**Consegna**
Prosegui il brano sulla poesia del B. partendo dalla frase che lo chiude.

**Estratto del documento**
"""
La seconda parte della raccolta contiene, oltre all'Epitalamio per le nozze di Enrico e di Caterina de' Medici, tre epistole poetiche a Clemente VII e a Francesco I, nelle quali il B. riprende il suo tema favorito, quello della crociata. Degli eventi che avevano sconvolto la vita italiana negli ultimi decenni, fino al disastroso epilogo del 1527, delle discordie religiose, la sua poesia serba una memoria lontana e falsata, come filtrata attraverso il prisma dell'esaltazione retorica, del mito, di una concezione della storia che rifiuta ogni esperienza, risospinge la realtà nella confusione idillica o la schiaccia coi fantasmi del passato. Tacito si sovrappone a Lutero, Cesare a Francesco I, la Roma augustea alla Roma clementina, devastata dai lanzi, moralmente sotto accusa. La crociata rappresenta il rilancio di una unità morale e religiosa ormai da tempo scomparsa in Europa.
Per i pochi storici che se ne sono occupati, la parte più viva dell'opera del B. sono le elegie, in particolare quelle d'argomento amoroso, alcune delle quali parvero al Costa addirittura esemplari. In effetti, sia pure entro gli schemi ovidiani e catulliani più tradizionali, c'è in alcune di esse una violenza passionale sorprendente. Altre invece ci offrono, di nuovo, una testimonianza tutto sommato scoraggiante di come gli eventi più gravi del mondo contemporaneo fossero rivissuti tra questi epigoni di un umanesimo cortigiano, idealizzante, fabbricatore di miti occasionali.
"""
**Voci dei dati**
"""
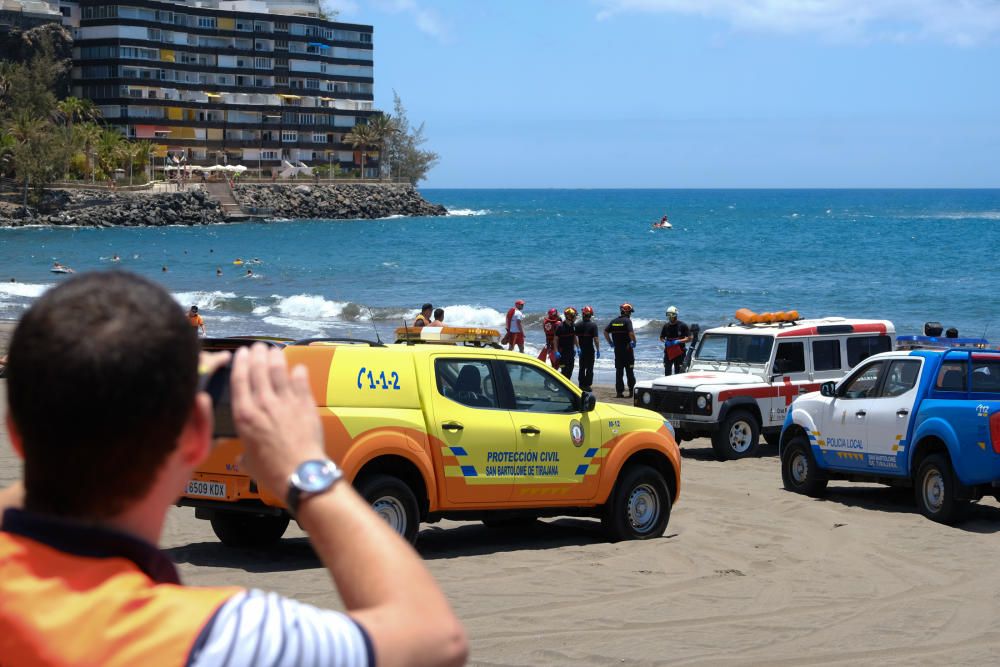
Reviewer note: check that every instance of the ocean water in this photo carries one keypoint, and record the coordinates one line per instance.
(905, 255)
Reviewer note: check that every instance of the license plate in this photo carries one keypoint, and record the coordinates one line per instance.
(209, 489)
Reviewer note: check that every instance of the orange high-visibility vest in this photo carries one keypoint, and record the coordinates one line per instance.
(59, 609)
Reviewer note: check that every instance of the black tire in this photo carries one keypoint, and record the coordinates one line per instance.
(935, 490)
(737, 436)
(241, 530)
(799, 472)
(394, 501)
(639, 506)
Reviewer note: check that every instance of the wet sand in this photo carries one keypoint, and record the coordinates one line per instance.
(746, 574)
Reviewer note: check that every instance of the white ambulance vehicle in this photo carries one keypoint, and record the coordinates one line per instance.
(744, 376)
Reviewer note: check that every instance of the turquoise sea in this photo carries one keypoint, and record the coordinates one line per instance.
(906, 255)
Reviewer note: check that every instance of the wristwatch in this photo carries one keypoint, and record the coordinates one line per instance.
(310, 479)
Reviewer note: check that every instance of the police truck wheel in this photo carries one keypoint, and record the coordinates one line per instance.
(799, 471)
(737, 436)
(393, 500)
(935, 490)
(639, 506)
(238, 529)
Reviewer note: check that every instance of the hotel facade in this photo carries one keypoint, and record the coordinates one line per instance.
(242, 82)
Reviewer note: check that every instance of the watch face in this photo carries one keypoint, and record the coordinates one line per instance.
(314, 476)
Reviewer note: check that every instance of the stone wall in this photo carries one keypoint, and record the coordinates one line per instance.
(335, 201)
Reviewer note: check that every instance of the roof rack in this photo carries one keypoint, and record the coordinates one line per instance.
(941, 343)
(321, 341)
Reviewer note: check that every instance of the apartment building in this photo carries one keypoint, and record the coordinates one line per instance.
(238, 82)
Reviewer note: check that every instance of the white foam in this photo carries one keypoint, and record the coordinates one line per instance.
(309, 307)
(30, 290)
(204, 300)
(466, 212)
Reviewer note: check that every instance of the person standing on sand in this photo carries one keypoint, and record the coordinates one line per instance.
(549, 326)
(621, 336)
(674, 335)
(424, 318)
(590, 347)
(194, 319)
(566, 344)
(82, 580)
(515, 326)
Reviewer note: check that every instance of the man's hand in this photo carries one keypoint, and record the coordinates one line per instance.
(275, 416)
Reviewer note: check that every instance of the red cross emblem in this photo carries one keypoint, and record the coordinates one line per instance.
(788, 390)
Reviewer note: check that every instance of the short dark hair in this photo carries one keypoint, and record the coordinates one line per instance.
(101, 378)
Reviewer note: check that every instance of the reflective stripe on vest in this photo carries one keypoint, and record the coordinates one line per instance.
(60, 609)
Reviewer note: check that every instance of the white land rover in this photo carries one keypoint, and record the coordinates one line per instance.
(743, 377)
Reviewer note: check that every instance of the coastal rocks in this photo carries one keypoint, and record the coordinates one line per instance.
(334, 201)
(100, 208)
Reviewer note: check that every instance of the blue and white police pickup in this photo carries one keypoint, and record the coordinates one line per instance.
(929, 419)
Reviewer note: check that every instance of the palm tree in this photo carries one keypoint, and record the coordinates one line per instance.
(383, 127)
(361, 137)
(87, 136)
(74, 108)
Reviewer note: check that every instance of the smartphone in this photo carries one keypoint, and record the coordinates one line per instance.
(216, 385)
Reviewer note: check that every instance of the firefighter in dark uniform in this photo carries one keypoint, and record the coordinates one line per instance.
(674, 335)
(565, 340)
(589, 341)
(620, 335)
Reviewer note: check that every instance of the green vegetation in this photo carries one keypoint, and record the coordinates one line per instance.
(44, 138)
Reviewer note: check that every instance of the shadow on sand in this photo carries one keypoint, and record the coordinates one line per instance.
(453, 541)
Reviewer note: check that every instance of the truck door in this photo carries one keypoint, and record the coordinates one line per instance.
(476, 436)
(844, 428)
(891, 416)
(558, 446)
(789, 374)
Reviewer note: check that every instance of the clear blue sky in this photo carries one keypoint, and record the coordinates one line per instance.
(695, 93)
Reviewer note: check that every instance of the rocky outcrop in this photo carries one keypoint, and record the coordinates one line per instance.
(334, 201)
(98, 208)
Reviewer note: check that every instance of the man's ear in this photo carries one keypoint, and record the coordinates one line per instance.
(15, 436)
(196, 437)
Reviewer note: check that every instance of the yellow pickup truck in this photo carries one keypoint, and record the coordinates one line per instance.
(446, 425)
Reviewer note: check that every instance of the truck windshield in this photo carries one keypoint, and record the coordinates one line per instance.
(735, 348)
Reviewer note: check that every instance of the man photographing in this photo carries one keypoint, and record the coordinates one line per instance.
(113, 359)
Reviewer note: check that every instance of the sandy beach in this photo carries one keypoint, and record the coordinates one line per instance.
(746, 574)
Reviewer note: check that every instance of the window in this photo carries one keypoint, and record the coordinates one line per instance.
(951, 377)
(985, 374)
(790, 358)
(538, 391)
(826, 355)
(859, 349)
(864, 383)
(901, 378)
(467, 381)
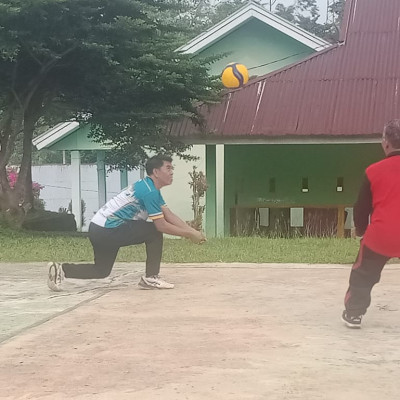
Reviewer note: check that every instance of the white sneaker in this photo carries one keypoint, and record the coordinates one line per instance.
(154, 282)
(55, 277)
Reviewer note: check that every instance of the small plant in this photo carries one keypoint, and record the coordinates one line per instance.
(198, 183)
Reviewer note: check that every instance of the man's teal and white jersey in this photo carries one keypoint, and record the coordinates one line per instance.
(139, 201)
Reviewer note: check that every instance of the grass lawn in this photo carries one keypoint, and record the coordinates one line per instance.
(23, 246)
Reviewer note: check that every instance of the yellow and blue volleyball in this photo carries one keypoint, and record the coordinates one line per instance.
(234, 75)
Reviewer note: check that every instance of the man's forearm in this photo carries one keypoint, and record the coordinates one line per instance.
(165, 226)
(175, 220)
(363, 208)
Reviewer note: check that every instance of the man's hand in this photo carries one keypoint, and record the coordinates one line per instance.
(197, 237)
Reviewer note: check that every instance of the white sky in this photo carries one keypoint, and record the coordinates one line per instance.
(321, 4)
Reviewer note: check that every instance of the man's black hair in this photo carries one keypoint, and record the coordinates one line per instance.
(156, 162)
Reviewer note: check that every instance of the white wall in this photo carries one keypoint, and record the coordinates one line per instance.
(56, 180)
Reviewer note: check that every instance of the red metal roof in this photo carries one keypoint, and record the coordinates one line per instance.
(349, 89)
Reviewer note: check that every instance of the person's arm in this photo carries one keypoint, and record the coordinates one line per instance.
(363, 207)
(173, 218)
(162, 225)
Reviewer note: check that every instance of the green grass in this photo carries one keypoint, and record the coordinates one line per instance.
(22, 246)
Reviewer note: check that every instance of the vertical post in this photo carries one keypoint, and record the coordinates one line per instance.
(340, 226)
(101, 177)
(123, 178)
(76, 188)
(220, 189)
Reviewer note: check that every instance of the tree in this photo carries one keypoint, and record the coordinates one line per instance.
(305, 14)
(110, 63)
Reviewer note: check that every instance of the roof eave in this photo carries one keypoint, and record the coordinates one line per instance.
(241, 16)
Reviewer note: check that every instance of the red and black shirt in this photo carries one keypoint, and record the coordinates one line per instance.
(377, 210)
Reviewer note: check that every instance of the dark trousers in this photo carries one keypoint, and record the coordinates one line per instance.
(366, 272)
(107, 241)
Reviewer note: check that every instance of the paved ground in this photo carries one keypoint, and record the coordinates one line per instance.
(227, 331)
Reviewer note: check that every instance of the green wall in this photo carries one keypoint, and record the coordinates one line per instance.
(254, 43)
(250, 168)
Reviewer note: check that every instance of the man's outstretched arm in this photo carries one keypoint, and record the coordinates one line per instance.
(363, 207)
(162, 225)
(172, 218)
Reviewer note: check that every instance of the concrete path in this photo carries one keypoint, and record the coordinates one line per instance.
(227, 331)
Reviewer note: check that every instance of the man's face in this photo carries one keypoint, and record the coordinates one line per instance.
(164, 174)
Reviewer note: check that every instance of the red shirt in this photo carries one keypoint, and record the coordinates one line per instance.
(383, 232)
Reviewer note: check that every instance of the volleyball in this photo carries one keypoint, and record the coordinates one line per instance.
(234, 75)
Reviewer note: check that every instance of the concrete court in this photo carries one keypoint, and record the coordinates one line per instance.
(227, 331)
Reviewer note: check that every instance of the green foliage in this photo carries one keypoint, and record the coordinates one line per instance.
(22, 246)
(111, 63)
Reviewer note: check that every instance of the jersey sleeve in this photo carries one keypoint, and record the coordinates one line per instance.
"""
**Risultato**
Del B. medico non restano che le testimonianze indirette della sua perizia pratica. Ma a ricordo dei suoi interessi scientifici qualcosa rimane: si tratta di quella riduzione dei primi due libri De animalibus di Aristotele in elegie di varia lunghezza e di stile lucreziano (Libri II primi Aristot. De Animalibus elegantissime... in triginta sex elegias nuperrime a Paulo Belmesserio translati, Romae 1534) che è l'ultimo atto di presenza del B., prima della sua scomparsa. La volgarizzazione è spesso elegante: l'aridità didascalica della materia si dimentica nel fluire di versi stilisticamente perfetti, frutto di un'ispirazione naturalmente imitativa. Nello stesso anno, seguendo l'esempio di altri Stati italiani, Paolo III volgeva ogni cura al restauro delle facoltà scientifiche e teologiche della Sapienza. L'insegnamento tornava ai rigori della vecchia tradizione aristotelica, al rozzo latino dei manuali specialistici. La fine del B. coincide col declino sempre più accentuato della retorica di stampo umanistico nelle università.
G. Sforza segnalò l'esistenza di alcune poesie latine del B. in un manoscritto del sec. XVI, contenente Il Monte Parnaso di F. Oriolo da Bassano, posseduto dal marchese G. Campori di Modena. Suoi versi vennero stampati in Poesie di P. B., tradotte da B. Massai, Parma 1857, e in E. Costa, Antologia della lirica latina in Italia nei secc. XV e XVI, Città di Castello 1888, pp. 104-106.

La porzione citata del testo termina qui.